BEGIN WORKING DATA

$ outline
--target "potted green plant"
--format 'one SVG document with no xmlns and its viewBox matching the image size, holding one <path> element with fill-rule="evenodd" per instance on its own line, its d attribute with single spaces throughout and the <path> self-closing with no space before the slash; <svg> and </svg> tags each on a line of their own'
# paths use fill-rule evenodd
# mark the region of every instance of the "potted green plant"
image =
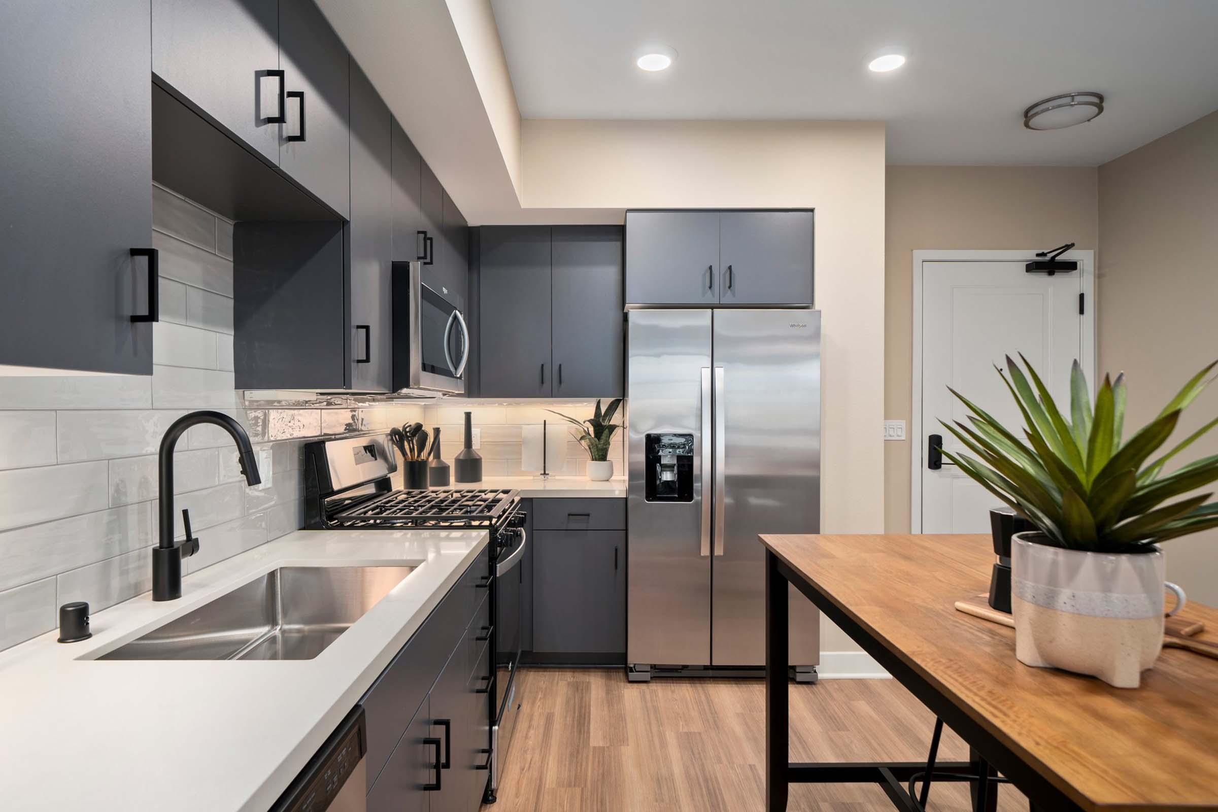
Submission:
<svg viewBox="0 0 1218 812">
<path fill-rule="evenodd" d="M 609 459 L 609 447 L 613 444 L 614 433 L 621 429 L 619 424 L 613 422 L 613 416 L 618 414 L 620 405 L 621 398 L 614 398 L 605 407 L 605 410 L 602 411 L 600 399 L 597 398 L 597 408 L 592 411 L 592 418 L 588 420 L 576 420 L 561 411 L 547 409 L 547 411 L 554 411 L 559 418 L 579 429 L 577 433 L 571 433 L 583 446 L 583 450 L 588 453 L 590 480 L 604 482 L 613 478 L 613 460 Z"/>
<path fill-rule="evenodd" d="M 1023 415 L 1022 437 L 951 390 L 972 414 L 967 424 L 940 422 L 972 454 L 944 457 L 1037 527 L 1015 536 L 1011 549 L 1016 657 L 1136 688 L 1163 645 L 1158 543 L 1218 527 L 1218 503 L 1207 503 L 1209 493 L 1195 493 L 1218 480 L 1218 455 L 1167 471 L 1218 420 L 1157 453 L 1218 362 L 1125 441 L 1124 375 L 1105 376 L 1093 404 L 1074 362 L 1067 418 L 1028 359 L 1019 358 L 1027 375 L 1010 357 L 999 375 Z M 1174 614 L 1184 593 L 1166 586 L 1177 597 Z"/>
</svg>

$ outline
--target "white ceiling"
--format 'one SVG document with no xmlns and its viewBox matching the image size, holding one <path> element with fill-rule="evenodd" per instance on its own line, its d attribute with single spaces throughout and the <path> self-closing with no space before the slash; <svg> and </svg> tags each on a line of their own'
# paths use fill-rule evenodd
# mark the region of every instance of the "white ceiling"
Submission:
<svg viewBox="0 0 1218 812">
<path fill-rule="evenodd" d="M 889 163 L 1096 166 L 1218 108 L 1218 0 L 491 2 L 525 118 L 878 119 Z M 867 71 L 888 46 L 905 67 Z M 1023 128 L 1071 90 L 1105 113 Z"/>
</svg>

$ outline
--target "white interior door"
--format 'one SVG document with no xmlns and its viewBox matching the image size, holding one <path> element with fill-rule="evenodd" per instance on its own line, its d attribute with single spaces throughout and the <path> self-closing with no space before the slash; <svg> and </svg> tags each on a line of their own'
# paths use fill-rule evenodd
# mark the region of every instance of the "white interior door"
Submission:
<svg viewBox="0 0 1218 812">
<path fill-rule="evenodd" d="M 921 319 L 915 321 L 915 331 L 918 326 L 922 331 L 921 364 L 915 362 L 915 376 L 921 366 L 921 387 L 915 382 L 915 398 L 921 393 L 921 409 L 915 403 L 921 436 L 914 435 L 918 447 L 911 449 L 918 469 L 914 497 L 921 491 L 921 504 L 915 502 L 914 532 L 985 533 L 989 510 L 1000 504 L 948 460 L 938 470 L 928 466 L 933 435 L 942 436 L 945 449 L 967 452 L 939 422 L 968 422 L 968 410 L 949 386 L 1017 436 L 1023 433 L 1023 419 L 994 370 L 1006 368 L 1006 355 L 1018 359 L 1023 353 L 1067 414 L 1075 358 L 1094 387 L 1090 252 L 1073 253 L 1088 254 L 1086 262 L 1079 262 L 1078 271 L 1055 276 L 1027 273 L 1030 252 L 1010 261 L 921 262 Z M 1063 258 L 1074 258 L 1073 253 Z M 1080 293 L 1085 314 L 1079 313 Z"/>
</svg>

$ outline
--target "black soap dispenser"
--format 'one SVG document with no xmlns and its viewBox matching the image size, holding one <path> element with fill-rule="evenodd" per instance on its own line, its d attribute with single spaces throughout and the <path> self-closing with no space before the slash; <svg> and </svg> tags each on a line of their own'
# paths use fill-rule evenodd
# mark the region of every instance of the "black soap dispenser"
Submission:
<svg viewBox="0 0 1218 812">
<path fill-rule="evenodd" d="M 453 460 L 453 481 L 482 481 L 482 455 L 474 450 L 474 422 L 471 411 L 465 413 L 465 447 L 457 453 L 457 459 Z"/>
</svg>

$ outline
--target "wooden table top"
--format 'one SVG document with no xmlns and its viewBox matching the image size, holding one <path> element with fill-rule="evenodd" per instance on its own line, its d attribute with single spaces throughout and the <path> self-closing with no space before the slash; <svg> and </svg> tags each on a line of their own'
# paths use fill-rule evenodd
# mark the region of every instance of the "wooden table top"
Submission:
<svg viewBox="0 0 1218 812">
<path fill-rule="evenodd" d="M 1218 810 L 1218 660 L 1163 649 L 1134 690 L 1024 666 L 1015 629 L 954 607 L 989 588 L 989 536 L 761 542 L 1084 810 Z M 1214 609 L 1181 617 L 1218 639 Z"/>
</svg>

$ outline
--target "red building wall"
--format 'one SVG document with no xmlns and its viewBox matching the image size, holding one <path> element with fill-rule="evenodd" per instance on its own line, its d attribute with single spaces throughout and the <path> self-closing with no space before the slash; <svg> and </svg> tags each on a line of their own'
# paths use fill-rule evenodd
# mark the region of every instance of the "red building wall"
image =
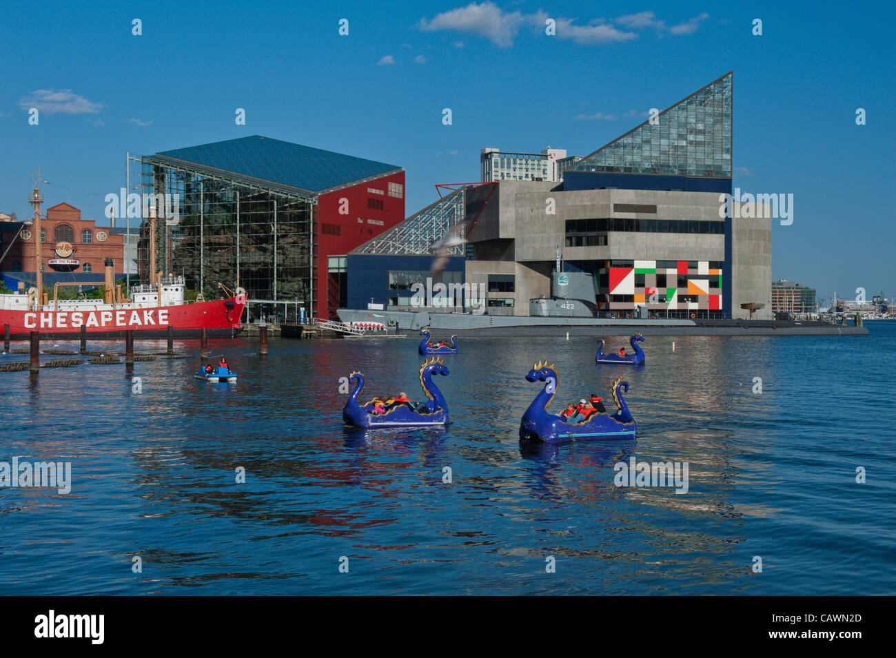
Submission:
<svg viewBox="0 0 896 658">
<path fill-rule="evenodd" d="M 125 237 L 118 235 L 114 235 L 109 233 L 108 226 L 98 226 L 93 219 L 82 219 L 81 210 L 68 203 L 58 203 L 52 208 L 47 209 L 47 218 L 40 220 L 40 227 L 46 235 L 46 241 L 40 245 L 41 260 L 44 263 L 44 271 L 54 271 L 48 264 L 50 259 L 59 258 L 56 252 L 56 226 L 61 224 L 71 226 L 73 239 L 71 240 L 73 253 L 68 258 L 77 259 L 80 264 L 74 271 L 83 273 L 84 263 L 90 263 L 93 273 L 97 274 L 99 280 L 103 278 L 104 261 L 107 258 L 111 258 L 115 261 L 115 271 L 120 274 L 125 271 Z M 33 226 L 24 226 L 24 229 L 32 235 L 28 240 L 23 240 L 20 236 L 9 253 L 0 264 L 0 269 L 4 272 L 13 271 L 13 263 L 16 262 L 22 266 L 22 271 L 34 271 L 34 252 L 36 242 L 39 239 L 35 233 Z M 90 243 L 83 242 L 83 232 L 90 232 Z M 107 234 L 108 237 L 104 242 L 97 240 L 97 234 L 100 231 Z M 0 254 L 2 255 L 2 254 Z"/>
<path fill-rule="evenodd" d="M 389 184 L 401 185 L 401 196 L 390 195 Z M 380 190 L 382 194 L 368 192 Z M 404 171 L 366 183 L 333 190 L 317 200 L 317 270 L 314 272 L 314 317 L 335 314 L 339 291 L 328 276 L 329 256 L 344 256 L 405 219 Z M 344 201 L 342 200 L 345 200 Z"/>
</svg>

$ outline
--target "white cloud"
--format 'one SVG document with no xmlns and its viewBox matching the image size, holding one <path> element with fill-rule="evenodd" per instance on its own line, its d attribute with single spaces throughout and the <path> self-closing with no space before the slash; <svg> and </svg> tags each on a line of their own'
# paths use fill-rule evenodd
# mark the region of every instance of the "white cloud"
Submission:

END WORKING DATA

** DIRECTIONS FOR THIS TASK **
Rewrite the stretch of data from its start through the line containing "609 459 L 609" as a two-column CSV with the headers command and result, one row for each command and its result. Put each field in quotes, replace line breaks with spaces, and leave the pictures out.

** RESPONSE FOR THIS EXERCISE **
command,result
"$ outline --target ""potted green plant"" --format 'one SVG document with no xmlns and its viewBox matching the image size, holding one <path> element with fill-rule=""evenodd"" per instance on its own line, its d attribute with single spaces throughout and the <path> self-closing with no space before the slash; <svg> and </svg> tags each on a line of their own' # paths use fill-rule evenodd # mark the region of every instance of the ""potted green plant"" image = Submission:","<svg viewBox=""0 0 1218 812""> <path fill-rule=""evenodd"" d=""M 609 459 L 609 447 L 613 444 L 614 433 L 621 429 L 619 424 L 613 422 L 613 416 L 618 414 L 620 405 L 621 398 L 614 398 L 605 407 L 605 410 L 602 411 L 600 399 L 597 398 L 597 408 L 592 411 L 592 418 L 588 420 L 576 420 L 561 411 L 547 409 L 547 411 L 554 411 L 559 418 L 579 429 L 577 433 L 571 433 L 583 446 L 583 450 L 588 453 L 590 480 L 604 482 L 613 478 L 613 460 Z""/>"